Rewrite the material below, swapping each occurrence of "white shorts" for "black shorts" and leaving everything else unchanged.

_TASK INPUT_.
==================================================
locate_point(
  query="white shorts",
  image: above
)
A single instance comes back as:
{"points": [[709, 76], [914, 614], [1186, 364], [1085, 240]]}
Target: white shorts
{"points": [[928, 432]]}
==================================================
_WORKED ANSWER_.
locate_point(
  query="black shorts",
  image: above
)
A single instance comes back as:
{"points": [[709, 76], [914, 614], [1186, 364], [1085, 240]]}
Target: black shorts
{"points": [[928, 432]]}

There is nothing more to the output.